[Location identification records]
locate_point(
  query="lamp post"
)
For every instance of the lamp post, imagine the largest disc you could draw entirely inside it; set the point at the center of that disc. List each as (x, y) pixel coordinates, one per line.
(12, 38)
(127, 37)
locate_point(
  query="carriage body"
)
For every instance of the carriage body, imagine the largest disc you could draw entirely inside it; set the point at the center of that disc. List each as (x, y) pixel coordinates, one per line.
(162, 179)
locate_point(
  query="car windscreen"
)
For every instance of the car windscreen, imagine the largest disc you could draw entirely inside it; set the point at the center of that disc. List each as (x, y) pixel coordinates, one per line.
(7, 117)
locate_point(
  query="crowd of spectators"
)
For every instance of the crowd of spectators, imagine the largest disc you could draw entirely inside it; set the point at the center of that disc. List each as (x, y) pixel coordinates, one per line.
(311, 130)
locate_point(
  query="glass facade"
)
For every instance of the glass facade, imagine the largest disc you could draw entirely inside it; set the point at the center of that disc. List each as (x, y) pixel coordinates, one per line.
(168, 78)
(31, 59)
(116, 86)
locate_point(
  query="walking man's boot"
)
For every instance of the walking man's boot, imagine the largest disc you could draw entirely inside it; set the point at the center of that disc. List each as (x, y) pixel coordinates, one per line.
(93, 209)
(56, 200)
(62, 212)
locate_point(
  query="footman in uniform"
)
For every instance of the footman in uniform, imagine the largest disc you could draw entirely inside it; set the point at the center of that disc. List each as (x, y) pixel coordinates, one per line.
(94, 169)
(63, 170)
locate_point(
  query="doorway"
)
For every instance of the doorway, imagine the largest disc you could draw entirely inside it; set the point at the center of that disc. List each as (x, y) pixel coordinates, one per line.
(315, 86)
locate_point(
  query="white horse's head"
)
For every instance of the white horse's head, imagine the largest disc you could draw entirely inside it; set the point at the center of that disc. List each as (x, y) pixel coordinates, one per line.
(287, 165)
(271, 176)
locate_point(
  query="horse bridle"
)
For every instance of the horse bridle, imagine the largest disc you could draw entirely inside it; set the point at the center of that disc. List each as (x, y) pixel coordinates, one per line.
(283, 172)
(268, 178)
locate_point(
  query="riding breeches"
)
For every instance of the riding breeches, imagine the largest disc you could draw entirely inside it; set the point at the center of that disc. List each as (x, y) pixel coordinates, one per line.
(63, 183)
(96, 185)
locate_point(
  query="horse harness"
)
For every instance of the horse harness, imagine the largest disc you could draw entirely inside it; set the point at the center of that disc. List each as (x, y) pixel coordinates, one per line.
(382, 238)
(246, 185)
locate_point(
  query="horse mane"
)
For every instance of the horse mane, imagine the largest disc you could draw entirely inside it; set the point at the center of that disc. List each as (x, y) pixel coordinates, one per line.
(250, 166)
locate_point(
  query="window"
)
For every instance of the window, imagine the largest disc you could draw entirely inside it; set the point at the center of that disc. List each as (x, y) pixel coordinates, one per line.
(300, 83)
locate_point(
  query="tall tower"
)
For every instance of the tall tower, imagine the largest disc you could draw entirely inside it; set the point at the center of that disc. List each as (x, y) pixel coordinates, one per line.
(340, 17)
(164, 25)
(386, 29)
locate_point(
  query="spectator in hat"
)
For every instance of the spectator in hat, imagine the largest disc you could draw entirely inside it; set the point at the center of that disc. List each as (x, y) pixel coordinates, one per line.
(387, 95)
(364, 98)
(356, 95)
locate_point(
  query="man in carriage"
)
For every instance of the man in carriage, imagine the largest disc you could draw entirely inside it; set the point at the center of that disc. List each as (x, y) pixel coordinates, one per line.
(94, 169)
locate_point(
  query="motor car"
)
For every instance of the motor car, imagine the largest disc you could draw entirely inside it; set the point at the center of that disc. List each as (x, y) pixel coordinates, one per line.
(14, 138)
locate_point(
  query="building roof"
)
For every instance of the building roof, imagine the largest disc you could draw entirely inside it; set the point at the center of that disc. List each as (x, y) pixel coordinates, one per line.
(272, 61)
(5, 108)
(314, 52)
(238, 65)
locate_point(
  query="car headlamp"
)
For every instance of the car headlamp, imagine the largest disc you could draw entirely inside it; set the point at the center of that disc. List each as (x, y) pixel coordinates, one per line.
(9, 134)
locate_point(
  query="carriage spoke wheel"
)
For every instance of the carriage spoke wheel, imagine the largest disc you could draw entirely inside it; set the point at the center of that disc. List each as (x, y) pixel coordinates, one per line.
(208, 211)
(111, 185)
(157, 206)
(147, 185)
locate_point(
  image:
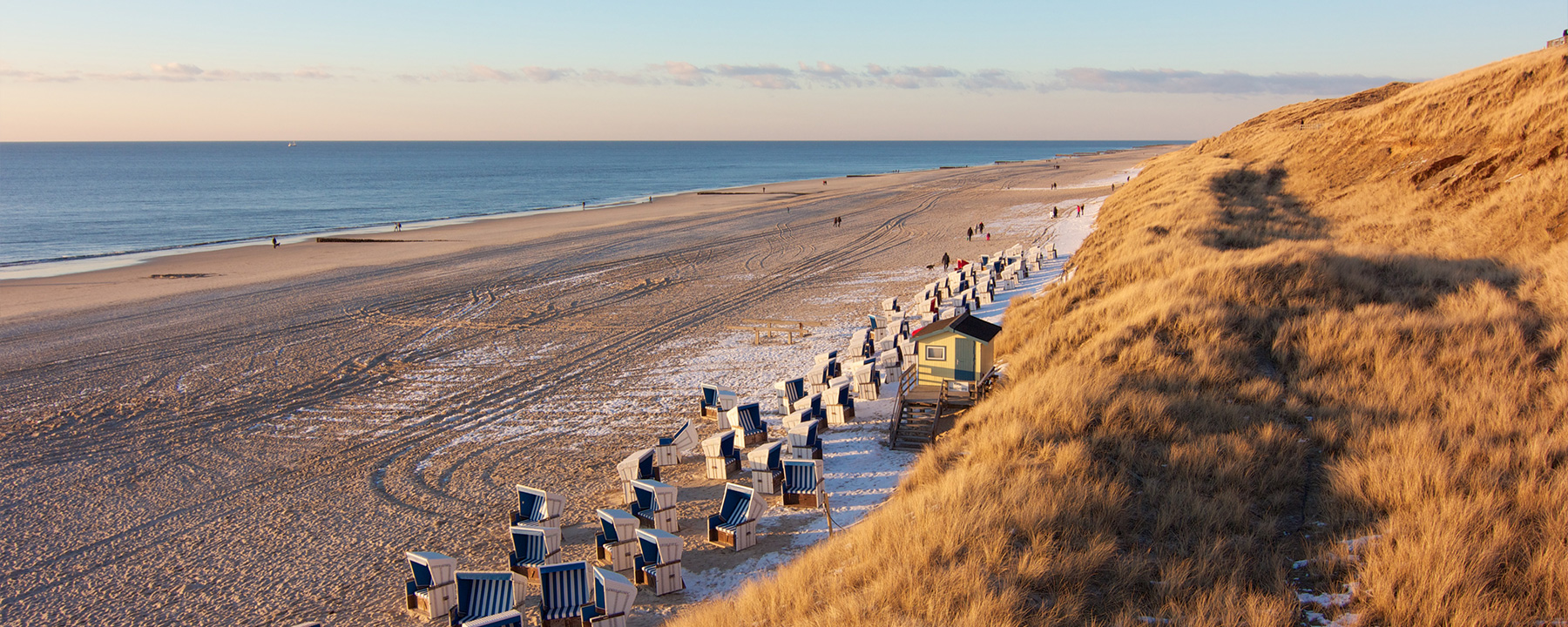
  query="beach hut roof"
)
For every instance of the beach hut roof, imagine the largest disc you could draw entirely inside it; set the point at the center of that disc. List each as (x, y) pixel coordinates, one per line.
(962, 323)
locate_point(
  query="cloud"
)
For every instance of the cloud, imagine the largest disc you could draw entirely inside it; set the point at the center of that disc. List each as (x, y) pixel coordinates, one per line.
(684, 72)
(546, 74)
(1191, 82)
(764, 76)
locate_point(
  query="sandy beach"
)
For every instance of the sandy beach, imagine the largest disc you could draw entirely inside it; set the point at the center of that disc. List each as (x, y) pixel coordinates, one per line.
(256, 435)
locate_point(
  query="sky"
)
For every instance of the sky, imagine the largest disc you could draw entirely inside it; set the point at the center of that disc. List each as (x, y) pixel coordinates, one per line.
(321, 71)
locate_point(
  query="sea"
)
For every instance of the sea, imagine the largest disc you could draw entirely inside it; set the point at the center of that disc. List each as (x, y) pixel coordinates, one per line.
(84, 206)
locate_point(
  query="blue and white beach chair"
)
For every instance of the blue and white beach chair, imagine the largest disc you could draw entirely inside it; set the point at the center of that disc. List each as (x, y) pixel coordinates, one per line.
(736, 524)
(750, 428)
(803, 483)
(789, 392)
(564, 591)
(721, 455)
(635, 466)
(538, 509)
(670, 448)
(533, 548)
(488, 599)
(659, 566)
(656, 505)
(433, 588)
(717, 400)
(839, 407)
(617, 540)
(612, 599)
(803, 442)
(766, 468)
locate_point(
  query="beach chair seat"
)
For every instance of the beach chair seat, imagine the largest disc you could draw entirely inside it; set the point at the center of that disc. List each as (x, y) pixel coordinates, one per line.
(839, 407)
(805, 442)
(803, 483)
(789, 392)
(612, 599)
(659, 566)
(656, 505)
(488, 599)
(433, 588)
(617, 540)
(721, 455)
(538, 509)
(564, 590)
(717, 400)
(767, 469)
(635, 466)
(736, 524)
(750, 430)
(533, 548)
(672, 448)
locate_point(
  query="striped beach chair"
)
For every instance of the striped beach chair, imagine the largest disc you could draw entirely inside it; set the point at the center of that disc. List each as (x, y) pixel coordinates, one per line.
(533, 548)
(721, 455)
(488, 599)
(766, 468)
(564, 590)
(789, 392)
(538, 509)
(612, 599)
(750, 428)
(433, 588)
(717, 400)
(659, 566)
(736, 524)
(803, 483)
(803, 442)
(656, 505)
(839, 405)
(670, 448)
(617, 540)
(635, 466)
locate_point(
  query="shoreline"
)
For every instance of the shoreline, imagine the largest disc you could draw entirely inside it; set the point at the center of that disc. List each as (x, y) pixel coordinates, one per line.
(254, 262)
(43, 268)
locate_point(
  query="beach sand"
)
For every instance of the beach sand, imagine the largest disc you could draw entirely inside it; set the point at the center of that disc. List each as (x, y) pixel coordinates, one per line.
(258, 435)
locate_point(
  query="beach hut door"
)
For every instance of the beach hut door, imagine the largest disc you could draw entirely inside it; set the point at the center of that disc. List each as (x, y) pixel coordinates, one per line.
(964, 360)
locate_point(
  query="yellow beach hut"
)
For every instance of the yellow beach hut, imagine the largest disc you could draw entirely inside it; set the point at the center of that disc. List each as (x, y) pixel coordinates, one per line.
(956, 348)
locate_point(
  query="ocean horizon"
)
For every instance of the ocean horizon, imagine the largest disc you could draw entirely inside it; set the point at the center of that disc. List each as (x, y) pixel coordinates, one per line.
(78, 204)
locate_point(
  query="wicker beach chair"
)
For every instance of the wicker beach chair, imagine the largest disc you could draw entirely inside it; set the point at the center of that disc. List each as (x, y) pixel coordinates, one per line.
(803, 483)
(767, 469)
(721, 455)
(488, 599)
(656, 505)
(538, 509)
(612, 599)
(659, 566)
(736, 524)
(750, 428)
(533, 548)
(635, 466)
(670, 448)
(433, 588)
(564, 591)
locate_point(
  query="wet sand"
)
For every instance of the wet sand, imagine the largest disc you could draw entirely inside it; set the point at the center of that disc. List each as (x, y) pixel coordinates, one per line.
(260, 436)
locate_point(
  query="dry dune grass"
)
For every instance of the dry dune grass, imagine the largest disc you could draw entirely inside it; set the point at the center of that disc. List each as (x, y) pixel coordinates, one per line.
(1335, 333)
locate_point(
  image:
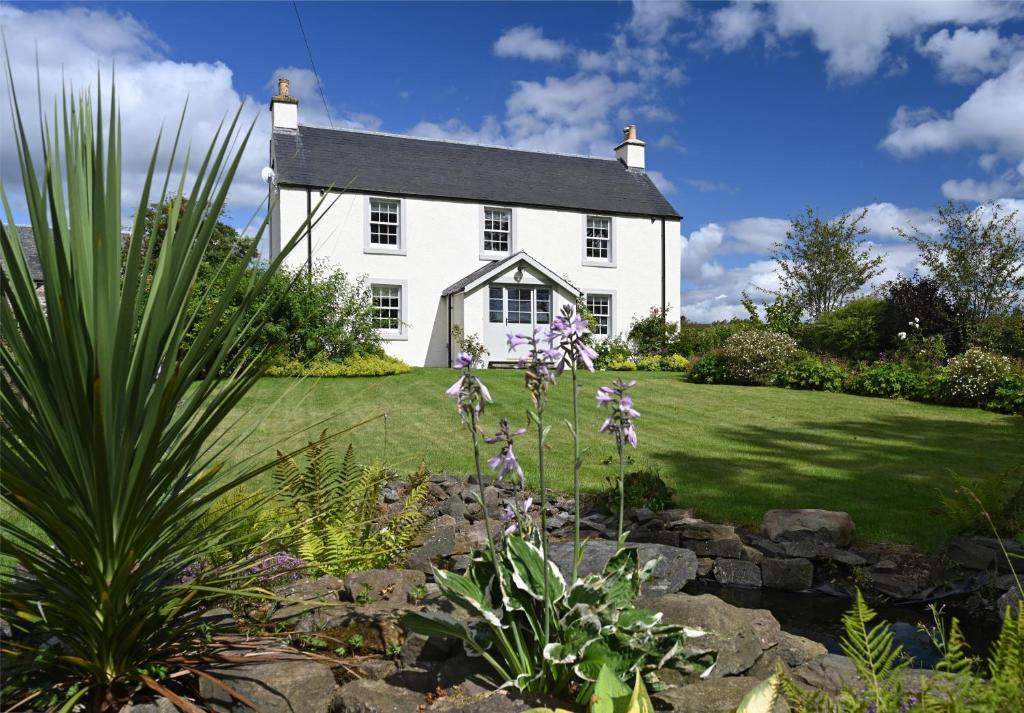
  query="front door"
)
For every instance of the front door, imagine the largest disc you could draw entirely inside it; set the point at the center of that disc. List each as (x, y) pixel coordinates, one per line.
(515, 309)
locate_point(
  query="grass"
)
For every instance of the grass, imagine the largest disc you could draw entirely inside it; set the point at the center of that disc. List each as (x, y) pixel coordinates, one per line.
(730, 453)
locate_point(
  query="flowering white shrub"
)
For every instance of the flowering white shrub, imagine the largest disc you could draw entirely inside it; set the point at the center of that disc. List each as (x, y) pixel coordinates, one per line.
(756, 357)
(973, 376)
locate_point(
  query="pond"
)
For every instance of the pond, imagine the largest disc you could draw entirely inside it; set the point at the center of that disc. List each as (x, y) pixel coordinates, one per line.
(818, 617)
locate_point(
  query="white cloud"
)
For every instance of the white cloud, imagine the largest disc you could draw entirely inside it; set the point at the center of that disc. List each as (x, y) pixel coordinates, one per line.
(152, 90)
(651, 19)
(855, 36)
(733, 27)
(664, 184)
(529, 43)
(990, 119)
(967, 54)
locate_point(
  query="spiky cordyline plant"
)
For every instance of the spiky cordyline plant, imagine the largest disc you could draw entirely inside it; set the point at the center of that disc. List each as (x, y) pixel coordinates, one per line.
(111, 449)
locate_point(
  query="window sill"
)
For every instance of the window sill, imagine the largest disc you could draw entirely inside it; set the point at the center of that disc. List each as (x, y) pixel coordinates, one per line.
(375, 250)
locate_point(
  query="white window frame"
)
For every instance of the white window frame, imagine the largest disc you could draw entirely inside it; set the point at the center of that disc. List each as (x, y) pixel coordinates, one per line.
(498, 254)
(599, 261)
(610, 294)
(376, 248)
(402, 332)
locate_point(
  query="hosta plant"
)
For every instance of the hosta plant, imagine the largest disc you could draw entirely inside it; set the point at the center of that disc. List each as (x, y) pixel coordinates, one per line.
(594, 622)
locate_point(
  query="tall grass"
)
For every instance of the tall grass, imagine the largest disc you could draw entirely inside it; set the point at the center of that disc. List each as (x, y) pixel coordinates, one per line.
(112, 452)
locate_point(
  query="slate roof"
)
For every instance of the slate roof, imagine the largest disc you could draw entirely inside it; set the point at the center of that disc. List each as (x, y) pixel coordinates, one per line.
(388, 164)
(25, 235)
(499, 265)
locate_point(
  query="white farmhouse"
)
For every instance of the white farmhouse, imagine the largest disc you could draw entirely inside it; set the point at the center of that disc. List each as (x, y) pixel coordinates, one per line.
(488, 239)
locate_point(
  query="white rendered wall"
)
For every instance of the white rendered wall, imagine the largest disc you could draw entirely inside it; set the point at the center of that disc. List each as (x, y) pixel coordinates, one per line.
(441, 245)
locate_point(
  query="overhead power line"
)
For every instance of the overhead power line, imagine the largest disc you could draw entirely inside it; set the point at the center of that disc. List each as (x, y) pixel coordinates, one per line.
(311, 63)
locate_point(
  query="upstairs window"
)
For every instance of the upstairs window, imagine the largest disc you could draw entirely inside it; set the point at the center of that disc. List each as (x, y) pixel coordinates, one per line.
(600, 307)
(385, 223)
(598, 239)
(497, 231)
(387, 307)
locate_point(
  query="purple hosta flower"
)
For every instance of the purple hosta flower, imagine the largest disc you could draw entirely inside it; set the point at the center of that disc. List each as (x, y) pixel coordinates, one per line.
(538, 361)
(620, 421)
(469, 392)
(505, 461)
(568, 330)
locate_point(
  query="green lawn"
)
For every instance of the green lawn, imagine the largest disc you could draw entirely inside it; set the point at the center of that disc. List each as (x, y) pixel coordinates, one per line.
(730, 453)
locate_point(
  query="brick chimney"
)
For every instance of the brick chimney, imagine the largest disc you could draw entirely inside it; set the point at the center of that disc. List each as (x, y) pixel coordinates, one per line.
(285, 108)
(631, 151)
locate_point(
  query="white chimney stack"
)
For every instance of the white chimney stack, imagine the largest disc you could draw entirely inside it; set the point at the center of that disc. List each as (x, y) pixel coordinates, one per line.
(631, 151)
(285, 108)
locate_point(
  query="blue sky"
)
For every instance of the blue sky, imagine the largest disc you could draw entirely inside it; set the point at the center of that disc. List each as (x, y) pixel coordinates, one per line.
(751, 112)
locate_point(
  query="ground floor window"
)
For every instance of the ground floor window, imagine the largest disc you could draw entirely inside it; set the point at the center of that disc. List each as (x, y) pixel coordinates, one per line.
(600, 307)
(387, 307)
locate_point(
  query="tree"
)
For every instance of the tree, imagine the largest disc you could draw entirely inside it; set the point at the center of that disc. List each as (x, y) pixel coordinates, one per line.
(977, 258)
(822, 263)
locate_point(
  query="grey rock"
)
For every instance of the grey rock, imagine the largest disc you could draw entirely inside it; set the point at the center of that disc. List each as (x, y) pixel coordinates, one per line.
(716, 548)
(737, 573)
(824, 527)
(713, 696)
(675, 565)
(364, 696)
(379, 587)
(794, 575)
(1012, 599)
(288, 683)
(739, 635)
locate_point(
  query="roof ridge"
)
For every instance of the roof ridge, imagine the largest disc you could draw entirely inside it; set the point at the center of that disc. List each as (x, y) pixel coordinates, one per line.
(458, 142)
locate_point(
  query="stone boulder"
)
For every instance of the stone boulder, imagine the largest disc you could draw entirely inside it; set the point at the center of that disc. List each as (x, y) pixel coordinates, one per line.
(675, 565)
(365, 696)
(739, 635)
(821, 527)
(279, 682)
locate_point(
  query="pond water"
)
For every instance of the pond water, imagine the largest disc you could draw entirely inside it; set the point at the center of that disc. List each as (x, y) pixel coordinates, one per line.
(818, 617)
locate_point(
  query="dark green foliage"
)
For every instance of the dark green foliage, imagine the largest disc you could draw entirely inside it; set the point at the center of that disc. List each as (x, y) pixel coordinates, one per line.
(652, 334)
(822, 263)
(920, 299)
(852, 331)
(643, 488)
(334, 509)
(699, 339)
(814, 374)
(1009, 396)
(890, 380)
(709, 369)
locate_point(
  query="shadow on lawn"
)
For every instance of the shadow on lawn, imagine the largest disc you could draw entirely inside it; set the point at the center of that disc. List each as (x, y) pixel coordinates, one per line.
(886, 472)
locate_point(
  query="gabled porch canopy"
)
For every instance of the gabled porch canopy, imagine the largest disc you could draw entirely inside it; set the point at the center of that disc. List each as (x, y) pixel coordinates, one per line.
(485, 273)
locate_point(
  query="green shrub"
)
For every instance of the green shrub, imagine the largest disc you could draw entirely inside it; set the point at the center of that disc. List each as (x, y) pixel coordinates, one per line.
(973, 377)
(889, 380)
(334, 509)
(757, 357)
(643, 489)
(851, 332)
(814, 374)
(1009, 396)
(699, 339)
(675, 363)
(649, 363)
(652, 334)
(356, 365)
(617, 364)
(709, 369)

TASK TO COMPLETE :: Extract every line of the records that contains the word "riding", treating uppercase and lowercase letters as different.

OUTPUT OF THE EXERCISE ::
  query="riding breeches"
For every instance of the riding breeches, imagine the largest disc you could draw entirely inside it; set the point at the center of that disc. List each as (x, y) pixel coordinates, one per line.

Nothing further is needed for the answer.